[Start of Document passage]
Racket code exploring SSA (Single Static Assignment) form for control flow graphs. Includes a conversion from an arbitrary CFG into SSA, and code to render a CFG as a Racket pict.

ssa.rkt

#lang racket
(require racket/set)
(require graphviz)
(require racket/string)

;;;;;;;;;;;;;;;;;;;;;;;;;;;;;;;;;;;;;;;;;;;;;;;;;;;;;;;;;;;;;;;;;;;;;;;;;;;;;;;;
;; Simple SSA Conversion and Visualization
;; Michael Vollmer, 2025
;;;;;;;;;;;;;;;;;;;;;;;;;;;;;;;;;;;;;;;;;;;;;;;;;;;;;;;;;;;;;;;;;;;;;;;;;;;;;;;;

;;; Data structures for our CFG representation

;; Expressions
(struct const (value) #:transparent)
(struct varref (name) #:transparent)
(struct binop (op left right) #:transparent)

;; Statements
(struct assign (var expr) #:transparent)
(struct phi (var args) #:transparent)  ;; args: list of (predecessor-label . var)
(struct if-jump (test then-block else-block) #:transparent)
(struct goto (label) #:transparent)

;; Basic blocks
(struct block (label statements terminator) #:transparent)

;;; CFG representation
(struct cfg (blocks entry) #:transparent)

;;; Create a CFG from a list of blocks
(define (make-cfg blocks entry-label)
  (cfg (make-hash (map (λ (b) (cons (block-label b) b)) blocks)) entry-label))

;;; Graph utilities

(define (get-vertices cfg)
  (hash-keys (cfg-blocks cfg)))

(define (get-successors cfg label)
  (define block (hash-ref (cfg-blocks cfg) label))
  (match (block-terminator block)
    [(goto succ) (list succ)]
    [(if-jump _ then else) (list then else)]
    [_ '()]))

(define (get-predecessors cfg)
  (define preds (make-hash))
  (define vertices (get-vertices cfg))
  
  ;; Initialize with empty sets
  (for ([v vertices]) (hash-set! preds v (set)))
  
  ;; Find predecessors by examining each block's successors
  (for ([v vertices])
    (for ([succ (get-successors cfg v)])
      (hash-set! preds succ (set-add (hash-ref preds succ) v))))
  
  preds)

;;; Dominance analysis implementation

;; Compute dominators using the iterative algorithm
(define (compute-dominators in-cfg)
  (define vertices (get-vertices in-cfg))
  (define entry (cfg-entry in-cfg))
[End of Document passage]
[Start of Data supplied]
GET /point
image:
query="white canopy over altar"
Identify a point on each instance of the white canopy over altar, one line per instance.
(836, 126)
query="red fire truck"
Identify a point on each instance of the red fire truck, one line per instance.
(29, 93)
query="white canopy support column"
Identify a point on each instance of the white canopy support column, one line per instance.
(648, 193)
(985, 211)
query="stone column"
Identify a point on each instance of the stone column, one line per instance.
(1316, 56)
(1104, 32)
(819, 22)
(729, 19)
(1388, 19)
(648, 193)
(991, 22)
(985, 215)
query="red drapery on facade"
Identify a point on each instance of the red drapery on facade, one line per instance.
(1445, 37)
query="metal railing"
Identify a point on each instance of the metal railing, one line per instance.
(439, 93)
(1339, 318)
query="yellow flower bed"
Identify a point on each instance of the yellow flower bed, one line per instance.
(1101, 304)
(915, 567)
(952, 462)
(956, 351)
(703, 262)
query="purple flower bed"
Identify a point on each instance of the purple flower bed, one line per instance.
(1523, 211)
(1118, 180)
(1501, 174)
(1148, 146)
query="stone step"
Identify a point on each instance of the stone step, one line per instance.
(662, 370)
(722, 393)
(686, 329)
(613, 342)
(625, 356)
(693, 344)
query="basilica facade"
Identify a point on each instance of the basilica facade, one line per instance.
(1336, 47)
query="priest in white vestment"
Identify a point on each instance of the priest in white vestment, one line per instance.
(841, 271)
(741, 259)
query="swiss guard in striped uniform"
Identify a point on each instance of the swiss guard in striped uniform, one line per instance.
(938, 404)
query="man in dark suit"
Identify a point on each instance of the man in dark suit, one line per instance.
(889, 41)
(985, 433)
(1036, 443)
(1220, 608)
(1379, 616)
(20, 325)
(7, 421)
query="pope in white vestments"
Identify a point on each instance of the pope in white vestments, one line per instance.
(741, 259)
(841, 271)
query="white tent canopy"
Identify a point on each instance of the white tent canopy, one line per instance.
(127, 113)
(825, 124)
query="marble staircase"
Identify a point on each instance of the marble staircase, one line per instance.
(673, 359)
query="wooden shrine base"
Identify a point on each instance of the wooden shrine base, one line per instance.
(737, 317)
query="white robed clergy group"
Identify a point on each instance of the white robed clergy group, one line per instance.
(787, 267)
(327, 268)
[End of Data supplied]
Extend the Racket SSA code past its final line, "(define entry (cfg-entry in-cfg))", by writing the next part of the source.

  (define preds (get-predecessors in-cfg))
  (define doms (make-hash))
  
  ;; Initialize
  (for ([v vertices])
    (hash-set! doms v
               (if (equal? v entry)
                   (set v)
                   (list->set vertices))))
  
  ;; Iterate to fixed point
  (let loop ()
    (define changed? #f)
    (for ([v vertices] #:when (not (equal? v entry)))
      (define pred-doms
        (for/list ([p (in-set (hash-ref preds v))])
          (hash-ref doms p)))
      (define new-dom
        (set-union (set v) (set-intersect-all pred-doms)))
      (define old-dom (hash-ref doms v))
      (unless (equal? new-dom old-dom)
        (hash-set! doms v new-dom)
        (set! changed? #t)))
    (when changed? (loop)))
  doms)

;; Compute immediate dominators
(define (compute-immediate-dominators doms)
  (define idoms (make-hash))
  (for ([(node dom-set) (in-hash doms)])
    (let ([candidates (set->list (set-remove dom-set node))]) ; doms except the node itself
      (if (null? candidates)
          (hash-set! idoms node #f)  ;; entry has no immediate dominator
          ;; pick candidate with maximum dominator-set size (deepest one)
          (let ([idom (argmax (λ (d) (set-count (hash-ref doms d))) candidates)])
            (hash-set! idoms node idom)))))
  idoms)


;; Compute dominance frontier
(define (compute-dominance-frontier cfg idoms)
  (define preds (get-predecessors cfg))
  (define df (make-hash))
  (define vertices (get-vertices cfg))

  ;; init DF sets
  (for ([v vertices]) (hash-set! df v (set)))

  ;; for each node b, for each predecessor p of b:
  ;;   walk runner := p up the idom chain until runner == idom[b],
  ;;   adding b to DF(runner) at each step.
  (for ([b vertices])
    (let ([pred-set (hash-ref preds b (set))])
      (when (> (set-count pred-set) 0)
        (let ([idom-b (hash-ref idoms b #f)])
          (for ([p (set->list pred-set)])
            (let loop ([runner p])
              (when (and runner (not (equal? runner idom-b)))
                ;; only update df if runner is a known vertex
                (when (hash-has-key? df runner)
                  (hash-set! df runner (set-add (hash-ref df runner) b)))
                (loop (hash-ref idoms runner #f)))))))))
  df)


;; Helper function for set intersection of multiple sets
(define (set-intersect-all sets)
  (cond
    [(null? sets) (set)]               ; intersection of no sets is empty
    [else (foldl set-intersect (car sets) (cdr sets))]))

;; Simple while loop macro
(define-syntax-rule (while condition body ...)
  (let loop ()
    (when condition
      body ...
      (loop))))

;;; SSA Construction Algorithm

;; Step 1: Find all variable definitions
(define (find-variable-definitions cfg)
  (define blocks (cfg-blocks cfg))
  (define defs (make-hash))
  
  (for ([(label block) (in-hash blocks)])
    (for ([stmt (block-statements block)])
      (when (assign? stmt)
        (let ([var-name (assign-var stmt)])
          (hash-set! defs var-name 
                     (set-add (hash-ref defs var-name (set)) label))))))
  defs)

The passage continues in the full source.